◆ 抜粋本文:
__________

ラリーガ:16試合(スタメン12試合) 0ゴール 4アシスト
CL:4試合(スタメン4試合) 0ゴール 0アシスト

スカッド内での役割:労働基準監督署
上手くいっている感:
⭐︎⭐︎⭐︎⭐︎
注目したいポイント:ドリブルゲイン

アトレティコの愛すべき壊れた信号機は比較的言う事を聞いてプレーしていた印象。ダイレクトパスで積極的に背後を狙うパスを増やし、自身は右大外まで移動してポケット侵入をサポートした。人と人の間をスルスルと抜けていくドリブルで局面を打開する役割も担当。グリーズマン方向に進んで行けば相手が勝手に道を開けてくる事に気づき、19節ジローナ戦では3得点全てに関与。
左IHで起用されると無理が効きまくる守備能力で全方向をサポート。余計な事をさせないために致死量のタスクを用意する事に成功している。有り余る体力を解放する機会はCL決勝トーナメントにある。



6.コケ(31歳🇪🇸)

ラリーガ:16試合(スタメン16試合) 0ゴール 2アシスト
CL:5試合(スタメン4試合) 0ゴール 0アシスト

スカッド内での役割:カピタン
上手くいっている感:
⭐︎⭐︎⭐︎⭐︎
注目したいポイント:タッチダウンパス

アンカーポジションで今季は特にセンターサークル付近からの配球とサイドチェンジの中継点として。3CBと協力して侵入経路を探す仕事をメインとした。コケの仕事は彼のキャリアの直線上にあるとは思いつつ、5,6年前のプレースタイルから考えると様変わりしているのが不思議。ガビを彷彿とさせるタッチダウンパスを通し、フリーにするのが危険な存在になっている。
相変わらずグリーズマンを見つけてパスを通すのが世界一上手く、それがチームのメインウェポンである限りコケがベストのMFだ。今季は最高の仲間達を従えて頂点を目指す。これはシメオネだけの物語に留まらない、コケの物語でもある。ハッピーエンドを見に行こう。



8.サウル・ニゲス(29歳🇪🇸)

__________

◆ 提示された記録:
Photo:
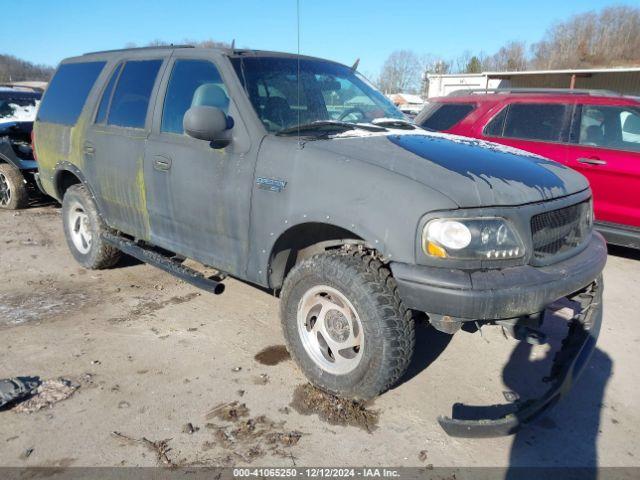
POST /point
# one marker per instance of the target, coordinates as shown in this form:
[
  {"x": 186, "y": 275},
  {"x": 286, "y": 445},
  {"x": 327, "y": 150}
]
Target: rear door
[
  {"x": 606, "y": 149},
  {"x": 541, "y": 128},
  {"x": 114, "y": 144}
]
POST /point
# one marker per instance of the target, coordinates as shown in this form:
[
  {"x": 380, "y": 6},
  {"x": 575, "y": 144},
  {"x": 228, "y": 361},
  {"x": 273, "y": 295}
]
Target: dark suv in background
[{"x": 594, "y": 132}]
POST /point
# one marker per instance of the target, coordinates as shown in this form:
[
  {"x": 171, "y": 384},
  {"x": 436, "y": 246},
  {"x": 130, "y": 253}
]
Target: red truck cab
[{"x": 594, "y": 132}]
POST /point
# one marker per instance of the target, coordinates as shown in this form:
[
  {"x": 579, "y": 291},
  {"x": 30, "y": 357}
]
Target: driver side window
[{"x": 192, "y": 83}]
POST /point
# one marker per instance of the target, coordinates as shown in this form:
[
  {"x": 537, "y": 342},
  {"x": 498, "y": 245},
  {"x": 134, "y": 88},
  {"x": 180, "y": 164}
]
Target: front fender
[{"x": 376, "y": 204}]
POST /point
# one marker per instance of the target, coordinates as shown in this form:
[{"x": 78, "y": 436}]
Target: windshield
[
  {"x": 16, "y": 106},
  {"x": 328, "y": 92}
]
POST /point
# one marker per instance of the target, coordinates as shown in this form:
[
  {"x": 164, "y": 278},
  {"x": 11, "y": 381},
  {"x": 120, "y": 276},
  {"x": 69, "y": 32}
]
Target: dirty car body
[{"x": 286, "y": 158}]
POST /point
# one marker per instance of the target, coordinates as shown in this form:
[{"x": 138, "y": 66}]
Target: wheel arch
[
  {"x": 302, "y": 241},
  {"x": 66, "y": 175}
]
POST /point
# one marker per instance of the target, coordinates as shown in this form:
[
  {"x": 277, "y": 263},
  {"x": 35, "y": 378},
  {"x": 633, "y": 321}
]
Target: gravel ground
[{"x": 169, "y": 375}]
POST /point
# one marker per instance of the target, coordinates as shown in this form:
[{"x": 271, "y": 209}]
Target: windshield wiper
[
  {"x": 394, "y": 123},
  {"x": 325, "y": 125}
]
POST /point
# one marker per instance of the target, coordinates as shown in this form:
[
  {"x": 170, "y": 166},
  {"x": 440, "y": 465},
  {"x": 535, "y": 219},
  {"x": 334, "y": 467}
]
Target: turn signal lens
[{"x": 436, "y": 251}]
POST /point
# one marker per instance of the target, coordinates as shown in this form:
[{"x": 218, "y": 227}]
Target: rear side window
[
  {"x": 193, "y": 82},
  {"x": 130, "y": 99},
  {"x": 101, "y": 116},
  {"x": 610, "y": 127},
  {"x": 542, "y": 122},
  {"x": 68, "y": 92},
  {"x": 443, "y": 116}
]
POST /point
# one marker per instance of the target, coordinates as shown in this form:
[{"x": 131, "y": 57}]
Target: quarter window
[
  {"x": 610, "y": 127},
  {"x": 101, "y": 116},
  {"x": 130, "y": 100},
  {"x": 541, "y": 122},
  {"x": 192, "y": 83},
  {"x": 68, "y": 92},
  {"x": 443, "y": 116}
]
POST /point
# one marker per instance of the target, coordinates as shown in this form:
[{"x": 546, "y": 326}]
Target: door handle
[
  {"x": 592, "y": 161},
  {"x": 161, "y": 163}
]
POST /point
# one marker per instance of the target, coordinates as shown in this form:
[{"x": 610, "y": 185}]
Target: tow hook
[{"x": 522, "y": 329}]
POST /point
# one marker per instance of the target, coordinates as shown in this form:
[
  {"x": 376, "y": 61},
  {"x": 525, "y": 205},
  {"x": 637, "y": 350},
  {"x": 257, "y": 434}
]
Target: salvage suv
[
  {"x": 594, "y": 132},
  {"x": 295, "y": 174}
]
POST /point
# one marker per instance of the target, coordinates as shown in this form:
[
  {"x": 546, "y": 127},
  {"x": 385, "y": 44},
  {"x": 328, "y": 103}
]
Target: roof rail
[
  {"x": 566, "y": 91},
  {"x": 134, "y": 49}
]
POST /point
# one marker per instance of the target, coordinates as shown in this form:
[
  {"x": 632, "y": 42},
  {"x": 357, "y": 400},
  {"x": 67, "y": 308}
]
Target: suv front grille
[{"x": 560, "y": 230}]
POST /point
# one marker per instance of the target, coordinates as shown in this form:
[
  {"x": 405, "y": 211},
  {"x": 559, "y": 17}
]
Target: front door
[
  {"x": 606, "y": 150},
  {"x": 114, "y": 145},
  {"x": 198, "y": 196}
]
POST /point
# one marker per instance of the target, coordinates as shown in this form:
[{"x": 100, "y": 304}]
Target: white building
[{"x": 621, "y": 80}]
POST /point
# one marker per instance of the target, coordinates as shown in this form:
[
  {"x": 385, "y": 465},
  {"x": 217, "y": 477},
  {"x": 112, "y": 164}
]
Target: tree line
[
  {"x": 607, "y": 38},
  {"x": 13, "y": 69}
]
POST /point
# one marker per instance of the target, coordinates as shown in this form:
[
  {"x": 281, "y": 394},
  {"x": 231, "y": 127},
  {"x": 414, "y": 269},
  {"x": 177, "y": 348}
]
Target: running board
[{"x": 163, "y": 262}]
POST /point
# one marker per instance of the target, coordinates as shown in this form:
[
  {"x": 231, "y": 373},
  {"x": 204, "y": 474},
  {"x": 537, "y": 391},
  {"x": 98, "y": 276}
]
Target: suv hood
[{"x": 470, "y": 172}]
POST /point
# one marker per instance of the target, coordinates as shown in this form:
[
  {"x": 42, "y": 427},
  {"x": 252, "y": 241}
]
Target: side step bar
[{"x": 163, "y": 262}]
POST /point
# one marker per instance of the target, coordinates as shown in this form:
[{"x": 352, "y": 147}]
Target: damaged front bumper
[{"x": 569, "y": 361}]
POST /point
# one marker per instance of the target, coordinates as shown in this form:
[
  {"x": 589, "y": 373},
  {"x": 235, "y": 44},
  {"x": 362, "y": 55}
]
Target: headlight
[{"x": 471, "y": 239}]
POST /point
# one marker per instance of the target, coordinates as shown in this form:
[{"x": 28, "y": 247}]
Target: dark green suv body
[{"x": 295, "y": 174}]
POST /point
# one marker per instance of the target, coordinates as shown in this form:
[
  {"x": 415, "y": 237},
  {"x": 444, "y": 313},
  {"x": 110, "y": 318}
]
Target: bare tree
[
  {"x": 401, "y": 72},
  {"x": 610, "y": 37},
  {"x": 13, "y": 69},
  {"x": 511, "y": 57}
]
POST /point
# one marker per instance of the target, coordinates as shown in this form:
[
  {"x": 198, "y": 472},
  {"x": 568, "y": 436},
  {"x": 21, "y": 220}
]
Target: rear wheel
[
  {"x": 13, "y": 188},
  {"x": 83, "y": 229},
  {"x": 345, "y": 324}
]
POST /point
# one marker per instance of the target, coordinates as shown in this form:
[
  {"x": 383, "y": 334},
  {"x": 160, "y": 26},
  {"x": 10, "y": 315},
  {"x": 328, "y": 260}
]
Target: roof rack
[
  {"x": 134, "y": 49},
  {"x": 566, "y": 91}
]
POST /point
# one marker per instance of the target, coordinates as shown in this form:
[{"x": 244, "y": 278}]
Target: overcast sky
[{"x": 46, "y": 31}]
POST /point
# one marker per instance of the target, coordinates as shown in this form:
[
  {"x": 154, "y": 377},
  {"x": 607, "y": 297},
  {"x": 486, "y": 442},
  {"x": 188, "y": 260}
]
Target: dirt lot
[{"x": 170, "y": 375}]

__________

◆ 取り組む課題:
1 > アトレティコ選手評に名前が出てくる人物を、すべて挙げて。
2 > アトレティコ選手評を、最後の行に続けて書き進めて。
記録は別の出典から取ったもの。

◆ 課題ごとの結果:
1 > グリーズマン、コケ、ガビ、シメオネ、サウル・ニゲス

2 >
ラリーガ:19試合(スタメン8試合) 0ゴール 5アシスト
CL:6試合(スタメン4試合) 1ゴール 0アシスト

スカッド内での役割:12番目の存在
上手くいっている感:
⭐︎⭐︎⭐︎
注目したいポイント:殺人タックル

復活復活と言われているが正直先季と変わらないパフォーマンス。先季も普通に良かったという意味で。左ハーフスペースを埋めて縦パスを受ける能力とネガトラで相手を吹っ飛ばす腕力をベースとし、タッチライン際でダーティに全振りしたスライディングで揉め事を起こす。最終ライン付近でも正確な配球と対人守備強度でチームに貢献するパーフェクトMF。やはりヘディングが強いMFは潰しが利く。キツい場面で最後まで走り続ける事とコケの代役は彼にしかできない。今季も確実なクローズと強烈な一撃を期待している。



11.トマ・ルマル(28歳🇫🇷)

ラリーガ:3試合(スタメン3試合) 0ゴール 0アシスト
CL:出場なし

スカッド内での役割:切り込み隊長
上手くいっている感:
⭐︎
注目したいポイント:コントロールオリエンタード

開幕からスタメンで使われたが5節バレンシア戦でアキレス腱断裂の重傷。左のIHは高い位置を取ってWBをサポートする事が求められる試合が多く、そこでネガトラの質が出せるルマルにはニーズがある。



14.マルコス・ジョレンテ(28歳🇪🇸)

ラリーガ:19試合(スタメン14試合) 3ゴール 3アシスト
CL:5試合(スタメン2試合) 0ゴール 1アシスト

スカッド内での役割:理不尽な筋肉
上手くいっている感:
⭐︎⭐︎⭐︎⭐︎
注目したいポイント:得点関与

筋肉番長はCL6節ラツィオ戦以外の全試合に出場。MFではコケの1559分に次ぐ1553分に出場した。IHとWBを行ったり来たりできて、押し込む試合ではポケット侵入、カウンターを狙う時は阿呆スピードで先頭を走れるので、基本的に不要な場面が少ない選手。
利便性は何より守備力で、インサイドでも大外でも対人でやられる事はほぼ無く、後方サポートからのスライディングもとんでもないスピードで飛んでくる。CKの後ろ残りの役割も得意で、広大なエリアを守る様は野球のセンターのよう。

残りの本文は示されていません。